### THINGS TO DO
A – Using the RS Sagittarii text, decide whether each statement agrees with it, answering yes or no and quoting the deciding words: (i) the system can be faintly seen with the naked eye; (ii) A. W. Roberts was the first to suspect the system's variability; (iii) H. Shapley considered both eclipses to be total.
B – List every person named in the RS Sagittarii text.
C – According to the RS Sagittarii text, what orbital eccentricity did H. Shapley list for the system?

### SUPPLIED TEXT

RS Sagittarii is an eclipsing binary star system in the southern constellation of Sagittarius, abbreviated RS Sgr. It is a double-lined spectroscopic binary with an orbital period of 2.416 days, indicating that the components are too close to each other to be individually resolved. The system has a combined apparent visual magnitude of 6.01, which is bright enough to be faintly visible to the naked eye. During the primary eclipse the brightness drops to magnitude 6.97, while the secondary eclipse is of magnitude 6.28. The distance to this system is approximately 1,420 light years based on parallax measurements.

The variability of this system was initially suspected by B. A. Gould in 1879, then confirmed by A. W. Roberts in 1895. Roberts determined this to be an Algol-type variable with a period of 2.416 days. In his 1915 study of eclipsing binaries, H. Shapley listed a low orbital eccentricity of 0.091 for this binary system. He considered both eclipses to be partial, but only after correcting for limb darkening. R. S. Dugan and F. W. Wright in 1939 discovered evidence that suggested the period is varying.

### DATA SHOWN
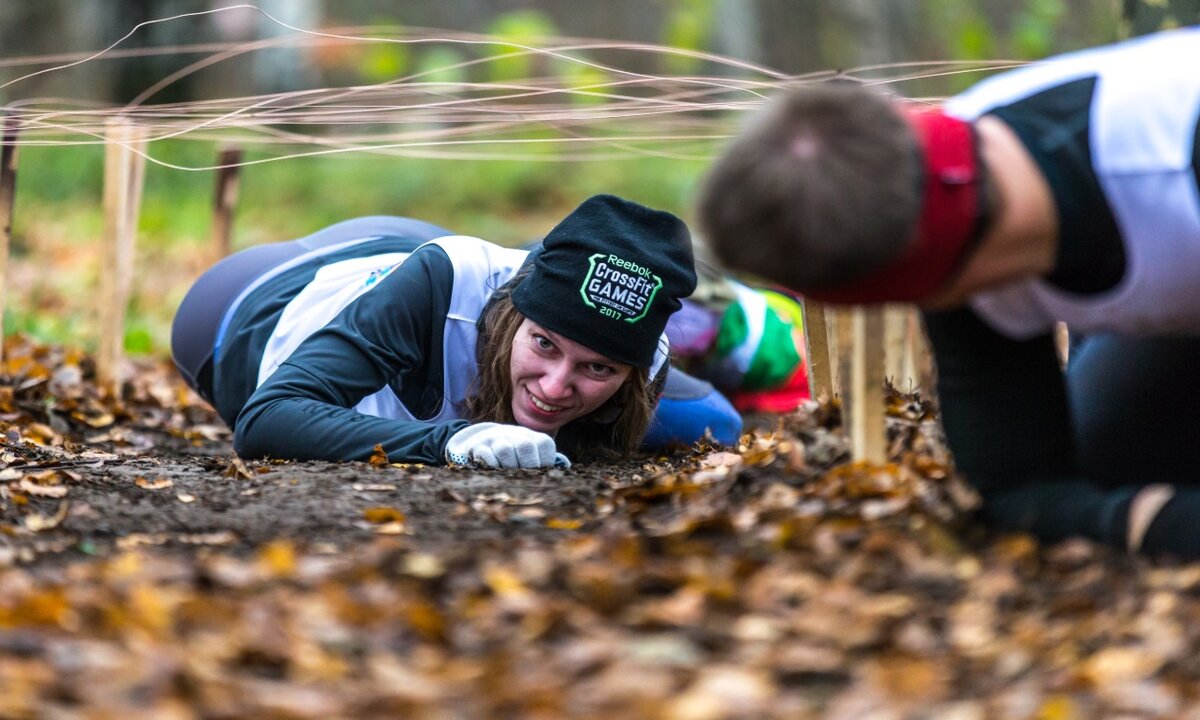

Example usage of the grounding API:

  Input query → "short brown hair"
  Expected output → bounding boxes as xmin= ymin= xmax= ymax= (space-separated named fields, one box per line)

### COMPLETE ANSWERS
A –
(i) Yes: "bright enough to be faintly visible to the naked eye"
(ii) No: "initially suspected by B. A. Gould in 1879"
(iii) No: "He considered both eclipses to be partial"

B – B. A. Gould, A. W. Roberts, H. Shapley, R. S. Dugan, F. W. Wright

C – 0.091